╭─ SUPPLIED PASSAGE

Henry Holt & Company
Reinventing Man is a journey into the state of the art in robotics as well as an exploration of the possibilities of ‘reinventing’ human intelligence in machines. Although the modern robot owes its existence to a progression of new technologies – among them, computers, cybernetics, silicon memory chips – more than this is required if we are to create a true thinking robot: human biology, psychology, and even philosophy must come into play. Roboticists now at work on the problem of artificial intelligence are trying to bridge the gap between mind and body. If they succeed, they are likely to shed light on one of mankind’s greatest mysteries: the nature of the mind itself.
What are the prospects of creating machine intelligence comparable to our own? While it is a sophisticated piece of machinery, the present-day robot in large part has lacked two very important ‘human’ qualities: intelligence and perception. Until recently, the robot has been unable to see and react to its environment – to learn – the same way a human being does.
Technological breakthroughs made in the past few years are changing all of this. Reinventing Man offers a look into a future that is already here, by introducing WISARD, probably the closest anyone has come to date to creating a thinking, seeing, sensing, self-programming learning machine. WISARD is a sharp break from the traditional idea of programmed computers functioning according to sequential circuits. It is, instead, made up of unprogrammed silicon memory chips, randomly arranged like neural networks in the brain. Here is a machine that, unlike humans and unlike program computers, can actually learn from experience and by induction.
WISARD consistently outperforms the programmed computer in tests such as the recognition of human faces, where it accurately discriminates between different faces, even with changes in light or facial expression or disguises like false moustaches and eyeglasses. The future is indeed here, and WISARD opens up extraordinary possibilities not only for the study and development of robotics, but for what is always likely to be our central concern: the sources in the human system of memory, intelligence, and learning.
A Professor of Electronics at Brunel University and head of the British Cybernetics Society since 1980, Igor Aleksander led the team that developed WISARD. In 1962 he was the recipient of the Charles Babbage Award for ‘outstanding contributions to the understanding of computers’, and in 1982 he was the Rank Prize Lecturer at the Royal Society on the topic of ‘Practical Vision Systems ‘ for robots. Piers Burnett is a writer and editor with a long-standing interest in making complex scientific material accessible to the general public.

╰─
╭─ SOURCE DATA

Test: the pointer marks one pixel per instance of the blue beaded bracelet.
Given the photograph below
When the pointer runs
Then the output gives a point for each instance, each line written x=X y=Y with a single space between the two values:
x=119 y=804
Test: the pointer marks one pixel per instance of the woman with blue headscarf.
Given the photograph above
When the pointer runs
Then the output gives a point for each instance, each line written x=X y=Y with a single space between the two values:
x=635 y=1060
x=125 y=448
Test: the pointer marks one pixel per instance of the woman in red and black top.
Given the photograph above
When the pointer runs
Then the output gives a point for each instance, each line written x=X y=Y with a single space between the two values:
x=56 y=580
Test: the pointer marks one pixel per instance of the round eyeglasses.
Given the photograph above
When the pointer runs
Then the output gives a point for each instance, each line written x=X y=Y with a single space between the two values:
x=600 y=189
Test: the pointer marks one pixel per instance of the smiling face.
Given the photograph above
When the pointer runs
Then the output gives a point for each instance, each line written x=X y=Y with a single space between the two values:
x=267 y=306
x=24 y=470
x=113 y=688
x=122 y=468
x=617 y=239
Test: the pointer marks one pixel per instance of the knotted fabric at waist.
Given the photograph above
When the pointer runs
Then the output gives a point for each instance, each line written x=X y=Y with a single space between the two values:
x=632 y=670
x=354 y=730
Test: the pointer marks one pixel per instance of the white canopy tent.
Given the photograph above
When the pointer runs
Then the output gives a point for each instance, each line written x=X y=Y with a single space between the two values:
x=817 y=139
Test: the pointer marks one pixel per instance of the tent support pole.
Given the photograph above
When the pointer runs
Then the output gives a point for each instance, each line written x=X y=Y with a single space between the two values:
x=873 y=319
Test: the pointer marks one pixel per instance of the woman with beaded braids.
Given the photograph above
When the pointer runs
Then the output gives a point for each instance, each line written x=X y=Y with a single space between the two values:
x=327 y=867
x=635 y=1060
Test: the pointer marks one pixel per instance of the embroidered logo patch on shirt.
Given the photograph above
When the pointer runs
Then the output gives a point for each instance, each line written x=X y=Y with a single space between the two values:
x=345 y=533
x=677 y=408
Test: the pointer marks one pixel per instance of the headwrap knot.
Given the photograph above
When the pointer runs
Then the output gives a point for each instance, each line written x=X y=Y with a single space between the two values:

╰─

◆ **EXPLORE THE MATERIAL**:
A. From the book description, extract the part that opens with the words containing "What are the" and closes with "human being does.".
B. According to the book description, what award did Igor Aleksander receive in 1962?
The rows have no connection to the book description.

◆ **SOLUTIONS IN ORDER**:
A.
What are the prospects of creating machine intelligence comparable to our own? While it is a sophisticated piece of machinery, the present-day robot in large part has lacked two very important ‘human’ qualities: intelligence and perception. Until recently, the robot has been unable to see and react to its environment – to learn – the same way a human being does.

B. The Charles Babbage Award